A helpful reader made sure I did not miss this new Marshall Project report headlined "Treatment Denied: The Mental Health Crisis in Federal Prisons." Among other important messages, this story highlights that formal prison reforms in legislation like the FIRST STEP Act have to be followed by functional work by prison officials in order to be fully efficacious. Here are excerpts from this story:
In 2014, amid mounting criticism and legal pressure, the Federal Bureau of Prisons imposed a new policy promising better care and oversight for inmates with mental-health issues. But data obtained by The Marshall Project through a Freedom of Information Act request shows that instead of expanding treatment, the bureau has lowered the number of inmates designated for higher care levels by more than 35 percent. Increasingly, prison staff are determining that prisoners — some with long histories of psychiatric problems — don’t require any routine care at all.
As of February, the Bureau of Prisons classified just 3 percent of inmates as having a mental illness serious enough to require regular treatment. By comparison, more than 30 percent of those incarcerated in California state prisons receive care for a “serious mental disorder.” In New York, 21 percent of inmates are on the mental-health caseload. Texas prisons provide treatment for roughly 20 percent.
A review of court documents and inmates’ medical records, along with interviews of former prison psychologists, revealed that although the Bureau of Prisons changed its rules, officials did not add the resources needed to implement them, creating an incentive for employees to downgrade inmates to lower care levels.
In an email, the bureau confirmed that mental-health staffing has not increased since the policy took effect. The bureau responded to questions from a public information office email account and declined to identify any spokesperson for this article. “You doubled the workload and kept the resources the same. You don’t have to be Einstein to see how that’s going to work,” said a former Bureau of Prisons psychologist who spoke on the condition of anonymity because of a pending lawsuit regarding his time at the agency.

[Study material]:
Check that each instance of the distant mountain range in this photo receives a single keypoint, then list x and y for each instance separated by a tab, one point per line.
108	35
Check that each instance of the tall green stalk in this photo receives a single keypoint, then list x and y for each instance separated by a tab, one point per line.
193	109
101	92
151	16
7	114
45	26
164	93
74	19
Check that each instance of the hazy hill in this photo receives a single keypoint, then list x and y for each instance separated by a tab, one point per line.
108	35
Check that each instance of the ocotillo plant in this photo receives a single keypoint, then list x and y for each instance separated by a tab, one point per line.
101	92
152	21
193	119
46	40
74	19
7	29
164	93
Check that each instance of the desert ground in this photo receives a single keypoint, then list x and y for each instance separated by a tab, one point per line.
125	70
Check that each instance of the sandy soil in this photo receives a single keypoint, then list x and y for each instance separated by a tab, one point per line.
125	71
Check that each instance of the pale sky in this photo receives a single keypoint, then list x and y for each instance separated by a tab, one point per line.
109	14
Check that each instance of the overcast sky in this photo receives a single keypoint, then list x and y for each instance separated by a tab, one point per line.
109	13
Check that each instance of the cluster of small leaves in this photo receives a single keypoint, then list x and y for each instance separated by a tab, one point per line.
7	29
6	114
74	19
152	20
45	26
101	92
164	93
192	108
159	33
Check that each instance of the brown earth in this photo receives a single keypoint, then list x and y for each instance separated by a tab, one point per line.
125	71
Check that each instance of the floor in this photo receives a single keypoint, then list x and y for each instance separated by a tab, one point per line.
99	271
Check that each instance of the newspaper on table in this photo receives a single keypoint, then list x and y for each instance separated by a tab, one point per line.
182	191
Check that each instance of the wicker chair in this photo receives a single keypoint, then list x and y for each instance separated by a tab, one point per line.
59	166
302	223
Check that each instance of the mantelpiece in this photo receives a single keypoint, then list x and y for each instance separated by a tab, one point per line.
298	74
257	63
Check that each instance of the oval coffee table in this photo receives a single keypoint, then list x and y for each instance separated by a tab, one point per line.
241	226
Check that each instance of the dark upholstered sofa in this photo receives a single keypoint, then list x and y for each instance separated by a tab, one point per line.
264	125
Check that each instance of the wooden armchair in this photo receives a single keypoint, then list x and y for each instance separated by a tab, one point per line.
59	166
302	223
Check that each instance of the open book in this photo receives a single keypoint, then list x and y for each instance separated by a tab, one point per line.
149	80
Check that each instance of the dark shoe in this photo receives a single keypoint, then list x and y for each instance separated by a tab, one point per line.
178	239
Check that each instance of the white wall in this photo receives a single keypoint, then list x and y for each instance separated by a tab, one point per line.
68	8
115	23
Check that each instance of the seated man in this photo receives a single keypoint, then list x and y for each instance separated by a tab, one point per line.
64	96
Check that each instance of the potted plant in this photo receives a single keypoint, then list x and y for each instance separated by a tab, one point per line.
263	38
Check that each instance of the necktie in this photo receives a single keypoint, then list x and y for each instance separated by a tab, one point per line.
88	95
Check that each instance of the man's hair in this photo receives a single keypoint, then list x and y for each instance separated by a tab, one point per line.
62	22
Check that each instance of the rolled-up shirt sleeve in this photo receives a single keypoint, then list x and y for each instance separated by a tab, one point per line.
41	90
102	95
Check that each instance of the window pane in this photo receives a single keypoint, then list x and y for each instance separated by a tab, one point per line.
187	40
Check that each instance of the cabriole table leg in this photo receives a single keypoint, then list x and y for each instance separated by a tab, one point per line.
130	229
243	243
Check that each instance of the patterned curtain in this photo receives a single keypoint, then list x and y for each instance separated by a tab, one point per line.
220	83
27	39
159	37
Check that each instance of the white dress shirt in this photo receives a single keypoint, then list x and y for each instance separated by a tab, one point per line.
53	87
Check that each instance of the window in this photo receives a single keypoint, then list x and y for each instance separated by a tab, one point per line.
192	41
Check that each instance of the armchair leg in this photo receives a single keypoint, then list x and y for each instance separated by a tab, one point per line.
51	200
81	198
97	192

[Your tasks]:
1 - Rewrite the prison mental-health text starting at "A review of" and ending at "at the agency.", swapping "resources" for "funding".
2 - Write the next part of the prison mental-health text, picking up after its final sentence.
The data is not needed for anything here.

[Answers by task]:
1 -
A review of court documents and inmates’ medical records, along with interviews of former prison psychologists, revealed that although the Bureau of Prisons changed its rules, officials did not add the funding needed to implement them, creating an incentive for employees to downgrade inmates to lower care levels.
In an email, the bureau confirmed that mental-health staffing has not increased since the policy took effect. The bureau responded to questions from a public information office email account and declined to identify any spokesperson for this article. “You doubled the workload and kept the funding the same. You don’t have to be Einstein to see how that’s going to work,” said a former Bureau of Prisons psychologist who spoke on the condition of anonymity because of a pending lawsuit regarding his time at the agency.

2 -
The bureau said it is “developing a strategy” to analyze this drop in mental-health care, consistent with a Justice Department inspector general’s recommendation last year. Although only a small fraction of federal inmates are deemed ill enough to merit regular therapy, officials acknowledged that 23 percent have been diagnosed with some mental illness....
Data analyzed by The Marshall Project shows that the average monthly rate of assault across all federal prisons increased 16 percent from 2015 to 2016, the last full year available. Most of those incidents were not classified as serious assaults — defined by the bureau as likely to cause death or serious injury — which have declined in recent years, even before the mental-health policy change in 2014. In several recent in-prison homicides, records suggest that either the alleged attacker or victim wasn’t getting needed treatment....
At the high-security Hazelton penitentiary, which saw one of the largest drops in mental-health care, the average monthly rate of assault rose from 29 per 5,000 inmates in 2015 to 40 in 2016. The increase in the rate of serious assault was particularly dramatic, more than quadrupling in that time period. The head of the correctional officers union there has attributed the increase in the rate of assault to guard understaffing. Violence at Hazelton made headlines this fall when infamous mob boss James “Whitey” Bulger was killed soon after being transferred to the facility.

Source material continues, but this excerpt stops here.